BRIEF = The answer must be every line of the records below that contains the word "grey", copied out.

DATA RECORDS =
------------------------------------
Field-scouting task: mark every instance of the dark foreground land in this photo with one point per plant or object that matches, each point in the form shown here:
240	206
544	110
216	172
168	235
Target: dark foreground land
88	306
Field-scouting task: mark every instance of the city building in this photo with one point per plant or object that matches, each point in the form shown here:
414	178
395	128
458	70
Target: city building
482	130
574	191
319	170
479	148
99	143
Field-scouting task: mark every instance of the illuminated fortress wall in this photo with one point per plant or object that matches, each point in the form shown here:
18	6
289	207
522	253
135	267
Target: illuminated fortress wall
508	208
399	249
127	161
------------------------------------
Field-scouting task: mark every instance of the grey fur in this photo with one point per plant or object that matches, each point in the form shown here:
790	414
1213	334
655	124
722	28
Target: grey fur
------------------------------------
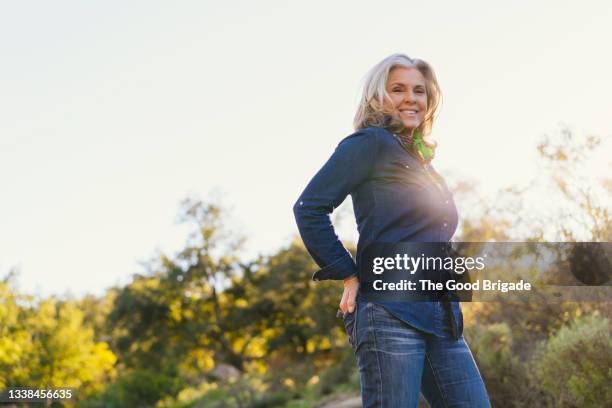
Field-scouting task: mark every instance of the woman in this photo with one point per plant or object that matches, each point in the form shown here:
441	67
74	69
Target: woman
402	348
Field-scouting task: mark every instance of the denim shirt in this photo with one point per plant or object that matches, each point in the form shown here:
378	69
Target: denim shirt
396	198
------------------------------------
ANSWER SPACE =
Field-scouting task: mark every instance of the grey fur in this photo with one point per plant or object that matches, each point in the form shown here:
Target: grey fur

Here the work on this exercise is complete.